Uma imagem da Virgem de Zapopan guiando uma carreata pelas ruas de Guadalajara, no México, enquanto igrejas e casas fechavam seus portões para a rua, para evitar o trânsito de pessoas, mas abriam suas portas tanto para serem vistas como para receberem as bênçãos; padres paramentados, portando água benta, ostensórios, imagens de santos e sobrevoando cidades de norte a sul do Brasil em helicópteros; o Papa Francisco caminhando sozinho pela praça de São Pedro, no Vaticano; minaretes pedindo para que os muçulmanos na Argentina fiquem em casa ao invés de irem para as mesquitas; a peregrinação até Meca tornada opcional para quem não mora em Meca. Seja nas cidades cernes do catolicismo e do islamismo ou pelos interiores da América Latina, a pandemia de COVID-19 obrigou as religiões a criarem novas práticas adaptadas a novos espaços.
Afinal, em um mundo confinado pelo vírus, qual o lugar da religião? Essa questão, que parece ser nova para a atual geração, é antiga e repetida na tradição cristã e na islâmica. Como bem apontou Silvia Montenegro, muçulmanos na Argentina argumentam que o profeta do Islã já prescrevia regras para epidemias e, tanto o isolamento como a higiene recomendadas contra a COVID-19, coincidem com uma série de práticas cotidianas dos muçulmanos. Do mesmo modo, como destacou Renée de la Torre, a Igreja Católica já dispõe de um arsenal iconográfico de proteção especial contra epidemias, tal qual a Virgen de Zapopan ou a Santa Maria del Popolo, as quais já foram apontadas por fiéis como responsáveis por salvar as populações mexicanas e italianas no passado. Nas duas religiões abraamicas, bastou que as tradições fossem resgatadas para que as soluções estivessem dadas.
Contudo, houve uma diferença considerável em relação às epidemias do passado, e foi de ordem tecnológica. Tratando-se da primeira pandemia na era da internet, com um amplo acesso remoto a vídeos e transmissões ao vivo, o domínio da tecnologia se tornou uma peça-chave nessa mediação com o sagrado. Na avaliação de Joanildo Burity, quem melhor soube usar os meios virtuais conseguiu mais exposição e, logo, mais público e poder.
******
Tarefa
Extraia do trecho acima, sobre as religiões durante a pandemia, a parte que começa em "Uma imagem da" e segue até "a novos espaços.", sem alterar nenhuma palavra.

Dados de entrada
******
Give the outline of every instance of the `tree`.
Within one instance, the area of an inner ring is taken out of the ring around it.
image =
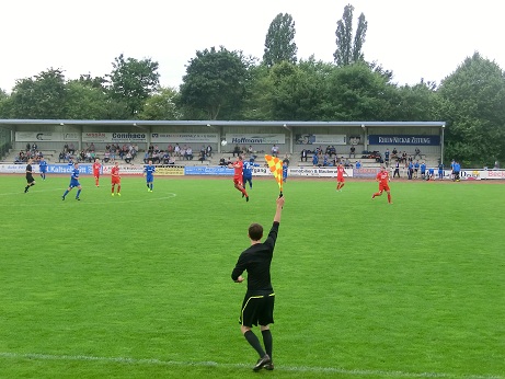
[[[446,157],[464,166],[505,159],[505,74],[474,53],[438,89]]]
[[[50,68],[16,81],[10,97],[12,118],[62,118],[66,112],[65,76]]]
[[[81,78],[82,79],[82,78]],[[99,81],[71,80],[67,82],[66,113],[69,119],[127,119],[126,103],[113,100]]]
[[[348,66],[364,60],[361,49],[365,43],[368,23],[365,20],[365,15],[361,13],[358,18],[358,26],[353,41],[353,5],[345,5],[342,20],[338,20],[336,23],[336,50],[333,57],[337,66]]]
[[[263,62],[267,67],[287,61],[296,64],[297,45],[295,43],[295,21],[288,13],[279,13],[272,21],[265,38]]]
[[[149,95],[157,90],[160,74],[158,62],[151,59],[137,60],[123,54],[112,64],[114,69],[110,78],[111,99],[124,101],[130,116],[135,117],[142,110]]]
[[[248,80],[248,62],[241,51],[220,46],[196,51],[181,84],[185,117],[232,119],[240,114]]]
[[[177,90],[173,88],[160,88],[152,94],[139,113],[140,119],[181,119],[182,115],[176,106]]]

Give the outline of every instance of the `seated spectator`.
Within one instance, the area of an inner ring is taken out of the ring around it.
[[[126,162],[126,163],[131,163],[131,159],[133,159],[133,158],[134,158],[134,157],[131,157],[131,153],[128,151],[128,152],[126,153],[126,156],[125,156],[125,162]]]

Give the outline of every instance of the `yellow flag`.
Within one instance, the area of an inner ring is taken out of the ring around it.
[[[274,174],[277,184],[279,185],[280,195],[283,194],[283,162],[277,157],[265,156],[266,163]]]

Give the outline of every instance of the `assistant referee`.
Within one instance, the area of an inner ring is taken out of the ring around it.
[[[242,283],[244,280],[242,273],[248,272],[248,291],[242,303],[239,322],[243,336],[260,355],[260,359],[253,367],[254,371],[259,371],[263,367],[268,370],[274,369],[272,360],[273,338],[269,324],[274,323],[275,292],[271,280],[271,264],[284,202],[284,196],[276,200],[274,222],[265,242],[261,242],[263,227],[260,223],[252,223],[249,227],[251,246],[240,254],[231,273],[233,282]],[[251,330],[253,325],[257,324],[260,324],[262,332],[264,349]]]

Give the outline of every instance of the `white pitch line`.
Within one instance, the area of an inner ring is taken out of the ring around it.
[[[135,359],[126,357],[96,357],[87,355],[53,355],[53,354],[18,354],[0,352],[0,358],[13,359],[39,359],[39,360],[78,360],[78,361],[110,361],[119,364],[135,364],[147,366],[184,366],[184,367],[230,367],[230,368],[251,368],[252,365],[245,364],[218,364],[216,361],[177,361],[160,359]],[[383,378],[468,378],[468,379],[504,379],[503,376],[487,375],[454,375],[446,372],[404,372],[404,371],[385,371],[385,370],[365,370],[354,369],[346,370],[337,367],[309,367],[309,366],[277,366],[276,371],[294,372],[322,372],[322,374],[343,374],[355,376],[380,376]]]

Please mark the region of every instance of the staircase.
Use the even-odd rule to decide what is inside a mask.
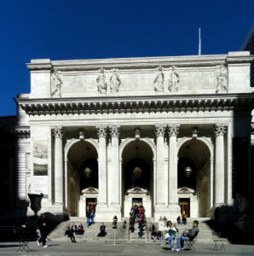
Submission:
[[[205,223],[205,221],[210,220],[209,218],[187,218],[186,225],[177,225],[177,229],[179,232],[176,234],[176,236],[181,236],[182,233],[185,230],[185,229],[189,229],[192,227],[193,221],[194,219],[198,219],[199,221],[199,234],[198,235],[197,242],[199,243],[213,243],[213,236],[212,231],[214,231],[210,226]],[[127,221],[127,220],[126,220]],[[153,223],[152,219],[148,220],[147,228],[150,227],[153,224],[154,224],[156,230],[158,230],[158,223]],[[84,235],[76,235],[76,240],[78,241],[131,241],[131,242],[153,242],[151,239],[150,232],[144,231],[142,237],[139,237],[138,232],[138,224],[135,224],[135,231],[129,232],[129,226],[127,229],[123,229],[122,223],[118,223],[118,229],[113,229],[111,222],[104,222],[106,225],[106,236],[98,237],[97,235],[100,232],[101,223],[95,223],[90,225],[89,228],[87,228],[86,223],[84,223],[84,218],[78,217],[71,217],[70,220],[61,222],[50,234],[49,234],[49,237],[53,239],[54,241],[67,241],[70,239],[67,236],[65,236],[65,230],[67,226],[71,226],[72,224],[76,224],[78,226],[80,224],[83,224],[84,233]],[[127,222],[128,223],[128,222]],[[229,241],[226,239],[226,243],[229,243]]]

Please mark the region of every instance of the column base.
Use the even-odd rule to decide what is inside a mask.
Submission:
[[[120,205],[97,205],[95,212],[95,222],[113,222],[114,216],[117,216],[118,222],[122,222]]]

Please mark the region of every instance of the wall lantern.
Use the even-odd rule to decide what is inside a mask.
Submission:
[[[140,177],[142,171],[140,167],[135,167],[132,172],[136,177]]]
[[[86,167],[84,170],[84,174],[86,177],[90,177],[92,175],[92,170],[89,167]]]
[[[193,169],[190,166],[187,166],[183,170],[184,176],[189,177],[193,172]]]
******
Resultado do exercício
Uma imagem da Virgem de Zapopan guiando uma carreata pelas ruas de Guadalajara, no México, enquanto igrejas e casas fechavam seus portões para a rua, para evitar o trânsito de pessoas, mas abriam suas portas tanto para serem vistas como para receberem as bênçãos; padres paramentados, portando água benta, ostensórios, imagens de santos e sobrevoando cidades de norte a sul do Brasil em helicópteros; o Papa Francisco caminhando sozinho pela praça de São Pedro, no Vaticano; minaretes pedindo para que os muçulmanos na Argentina fiquem em casa ao invés de irem para as mesquitas; a peregrinação até Meca tornada opcional para quem não mora em Meca. Seja nas cidades cernes do catolicismo e do islamismo ou pelos interiores da América Latina, a pandemia de COVID-19 obrigou as religiões a criarem novas práticas adaptadas a novos espaços.